### INFORMATION
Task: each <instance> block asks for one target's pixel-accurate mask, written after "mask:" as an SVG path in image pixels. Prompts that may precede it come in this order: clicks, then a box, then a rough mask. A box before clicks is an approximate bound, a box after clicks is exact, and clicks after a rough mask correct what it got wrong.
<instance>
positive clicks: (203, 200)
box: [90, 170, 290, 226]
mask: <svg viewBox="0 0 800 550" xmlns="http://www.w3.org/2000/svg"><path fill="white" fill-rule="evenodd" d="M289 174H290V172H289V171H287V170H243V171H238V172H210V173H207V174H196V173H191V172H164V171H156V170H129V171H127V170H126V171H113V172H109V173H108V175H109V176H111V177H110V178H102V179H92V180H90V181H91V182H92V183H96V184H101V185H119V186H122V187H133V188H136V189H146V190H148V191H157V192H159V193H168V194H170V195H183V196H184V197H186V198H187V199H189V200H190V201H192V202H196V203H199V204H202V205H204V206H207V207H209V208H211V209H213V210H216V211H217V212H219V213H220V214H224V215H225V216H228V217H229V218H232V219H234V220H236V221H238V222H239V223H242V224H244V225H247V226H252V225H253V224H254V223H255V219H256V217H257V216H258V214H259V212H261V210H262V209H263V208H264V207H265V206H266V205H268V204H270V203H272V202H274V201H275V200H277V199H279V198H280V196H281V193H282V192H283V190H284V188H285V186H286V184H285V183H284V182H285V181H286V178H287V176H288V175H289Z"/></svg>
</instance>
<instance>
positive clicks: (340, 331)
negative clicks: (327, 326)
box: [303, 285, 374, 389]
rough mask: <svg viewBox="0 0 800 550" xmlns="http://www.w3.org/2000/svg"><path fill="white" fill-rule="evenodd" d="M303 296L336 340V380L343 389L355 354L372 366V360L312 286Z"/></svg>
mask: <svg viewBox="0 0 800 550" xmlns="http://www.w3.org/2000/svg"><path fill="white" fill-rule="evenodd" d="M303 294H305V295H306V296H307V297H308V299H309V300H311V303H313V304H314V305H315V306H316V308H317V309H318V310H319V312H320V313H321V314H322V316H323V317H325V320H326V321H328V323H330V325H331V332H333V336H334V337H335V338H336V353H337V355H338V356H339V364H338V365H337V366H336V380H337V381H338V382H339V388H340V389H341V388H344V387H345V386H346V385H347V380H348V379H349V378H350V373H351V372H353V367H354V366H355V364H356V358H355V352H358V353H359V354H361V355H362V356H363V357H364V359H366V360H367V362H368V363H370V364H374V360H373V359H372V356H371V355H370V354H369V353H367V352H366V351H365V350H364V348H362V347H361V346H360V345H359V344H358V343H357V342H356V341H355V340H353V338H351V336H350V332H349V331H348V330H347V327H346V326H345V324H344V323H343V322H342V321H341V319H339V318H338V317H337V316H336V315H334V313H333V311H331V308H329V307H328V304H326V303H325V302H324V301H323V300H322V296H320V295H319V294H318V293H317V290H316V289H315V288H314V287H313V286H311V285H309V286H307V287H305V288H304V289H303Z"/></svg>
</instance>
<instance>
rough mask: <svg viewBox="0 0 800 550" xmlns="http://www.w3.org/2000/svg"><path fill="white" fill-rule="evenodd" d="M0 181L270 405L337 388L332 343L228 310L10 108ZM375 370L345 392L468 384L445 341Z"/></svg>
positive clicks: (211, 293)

### ASSIGNMENT
Repeat what the records above say. Use their exact words.

### RESPONSE TO THE EXERCISE
Task: each <instance> block asks for one target's pixel-accurate mask, written after "mask:" as an SVG path in image pixels. Prompts that may precede it come in this order: clicks, then a box, then a rough mask. A box before clicks is an approximate bound, a box after clicks is exact, and clicks after a rough mask correct what it got wrong.
<instance>
positive clicks: (203, 200)
box: [90, 170, 290, 226]
mask: <svg viewBox="0 0 800 550" xmlns="http://www.w3.org/2000/svg"><path fill="white" fill-rule="evenodd" d="M289 174H290V172H289V171H287V170H243V171H238V172H210V173H207V174H196V173H191V172H164V171H156V170H129V171H127V170H126V171H113V172H109V173H108V175H109V176H111V177H110V178H102V179H92V180H90V181H91V182H92V183H96V184H101V185H119V186H122V187H133V188H136V189H146V190H148V191H157V192H159V193H168V194H170V195H183V196H184V197H186V198H187V199H189V200H190V201H192V202H196V203H199V204H202V205H204V206H207V207H209V208H211V209H213V210H216V211H217V212H219V213H220V214H224V215H225V216H228V217H229V218H232V219H234V220H236V221H238V222H239V223H242V224H244V225H247V226H252V225H253V224H254V223H255V219H256V217H257V216H258V214H259V212H261V210H262V209H263V208H264V207H265V206H266V205H268V204H270V203H272V202H274V201H275V200H277V199H279V198H280V196H281V193H282V192H283V190H284V188H285V186H286V184H285V183H284V182H285V181H286V178H287V176H288V175H289Z"/></svg>
</instance>
<instance>
positive clicks: (340, 331)
negative clicks: (327, 326)
box: [303, 285, 374, 389]
rough mask: <svg viewBox="0 0 800 550" xmlns="http://www.w3.org/2000/svg"><path fill="white" fill-rule="evenodd" d="M303 296L336 340V380L343 389L355 354L372 366V360L312 286Z"/></svg>
mask: <svg viewBox="0 0 800 550" xmlns="http://www.w3.org/2000/svg"><path fill="white" fill-rule="evenodd" d="M303 294H305V295H306V296H307V297H308V299H309V300H311V303H313V304H314V305H315V306H316V308H317V309H318V310H319V312H320V313H321V314H322V316H323V317H325V320H326V321H328V323H330V325H331V332H333V336H334V337H335V338H336V353H337V355H338V356H339V364H338V365H337V366H336V380H337V381H338V382H339V388H340V389H341V388H344V387H345V386H346V385H347V380H348V379H349V378H350V373H351V372H353V367H354V366H355V364H356V358H355V352H358V353H359V354H361V355H362V356H363V357H364V359H366V360H367V362H368V363H370V364H374V360H373V359H372V356H371V355H370V354H369V353H367V352H366V351H365V350H364V348H362V347H361V346H360V345H359V344H358V343H357V342H356V341H355V340H353V338H351V336H350V332H349V331H348V330H347V327H346V326H345V324H344V323H343V322H342V321H341V319H339V318H338V317H337V316H336V315H334V313H333V311H331V308H329V307H328V304H326V303H325V302H324V301H323V300H322V296H320V295H319V294H318V293H317V290H316V289H315V288H314V287H313V286H311V285H309V286H307V287H305V288H304V289H303Z"/></svg>
</instance>
<instance>
rough mask: <svg viewBox="0 0 800 550" xmlns="http://www.w3.org/2000/svg"><path fill="white" fill-rule="evenodd" d="M0 181L270 405L337 388L332 343L228 310L10 108ZM375 370L345 392L468 384L445 341Z"/></svg>
positive clicks: (211, 293)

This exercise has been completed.